━━ Listed records ━━
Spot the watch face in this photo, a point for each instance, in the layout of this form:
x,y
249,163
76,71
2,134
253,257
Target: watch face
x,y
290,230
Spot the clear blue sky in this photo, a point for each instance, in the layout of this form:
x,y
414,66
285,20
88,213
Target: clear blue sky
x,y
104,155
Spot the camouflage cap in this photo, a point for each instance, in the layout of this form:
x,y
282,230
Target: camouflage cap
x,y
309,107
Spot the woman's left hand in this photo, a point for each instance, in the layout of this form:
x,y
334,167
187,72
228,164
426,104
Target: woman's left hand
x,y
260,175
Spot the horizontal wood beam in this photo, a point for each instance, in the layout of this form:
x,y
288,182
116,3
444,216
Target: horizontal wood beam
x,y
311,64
━━━
━━ Listed records ━━
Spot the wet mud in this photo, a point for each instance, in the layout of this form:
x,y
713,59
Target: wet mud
━━━
## Exercise goal:
Using the entries above, copy out all lines that contain the string "photo".

## Result of this task:
Spot the watch face in this photo, a point for each instance, in the layout of this form:
Spot the clear blue sky in this photo, a point for each instance, in the layout of this form:
Spot the camouflage cap in this photo, a point for each instance, in the layout of this form:
Spot the woman's left hand in this photo, a point for each instance, in the layout of this form:
Spot the horizontal wood beam in this photo, a point for each instance, in the layout of this form:
Spot the wet mud in this photo, a point for each instance, in the layout of this form:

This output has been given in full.